* _Work item_:
For each line below that includes the word "clock", make a copy.

* _Source records_:
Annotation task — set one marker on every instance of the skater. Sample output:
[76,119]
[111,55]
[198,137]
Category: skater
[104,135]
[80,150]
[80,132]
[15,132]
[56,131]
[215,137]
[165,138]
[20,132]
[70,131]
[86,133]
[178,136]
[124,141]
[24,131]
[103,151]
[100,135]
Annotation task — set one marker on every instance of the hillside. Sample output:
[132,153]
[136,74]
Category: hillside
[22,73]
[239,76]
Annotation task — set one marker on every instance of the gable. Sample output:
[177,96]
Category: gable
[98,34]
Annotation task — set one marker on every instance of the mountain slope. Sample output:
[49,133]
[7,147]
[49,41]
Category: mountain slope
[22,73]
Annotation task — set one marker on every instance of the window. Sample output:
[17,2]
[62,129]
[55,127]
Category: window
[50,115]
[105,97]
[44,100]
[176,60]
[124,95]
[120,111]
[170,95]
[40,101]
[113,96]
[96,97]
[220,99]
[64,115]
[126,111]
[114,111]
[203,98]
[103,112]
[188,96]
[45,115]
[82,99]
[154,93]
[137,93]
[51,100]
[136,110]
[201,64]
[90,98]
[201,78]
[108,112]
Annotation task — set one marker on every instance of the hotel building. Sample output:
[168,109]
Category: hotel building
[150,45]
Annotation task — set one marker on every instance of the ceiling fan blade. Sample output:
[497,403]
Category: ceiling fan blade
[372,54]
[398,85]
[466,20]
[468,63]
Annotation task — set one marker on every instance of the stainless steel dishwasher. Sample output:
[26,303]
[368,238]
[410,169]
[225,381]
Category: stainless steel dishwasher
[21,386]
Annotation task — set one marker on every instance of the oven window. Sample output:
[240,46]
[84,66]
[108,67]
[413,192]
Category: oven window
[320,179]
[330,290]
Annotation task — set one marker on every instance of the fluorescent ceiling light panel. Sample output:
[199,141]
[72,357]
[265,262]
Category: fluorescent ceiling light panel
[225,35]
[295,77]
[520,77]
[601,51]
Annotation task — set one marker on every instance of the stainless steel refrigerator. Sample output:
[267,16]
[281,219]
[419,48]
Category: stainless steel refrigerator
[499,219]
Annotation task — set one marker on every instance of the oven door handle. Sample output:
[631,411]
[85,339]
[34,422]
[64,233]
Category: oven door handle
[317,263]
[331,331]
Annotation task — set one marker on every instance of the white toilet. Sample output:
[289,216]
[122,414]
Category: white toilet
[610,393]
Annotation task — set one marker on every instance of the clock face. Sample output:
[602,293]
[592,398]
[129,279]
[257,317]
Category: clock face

* _Response area_:
Annotation task — set one marker on every instance of the clock face. Sample output:
Category: clock face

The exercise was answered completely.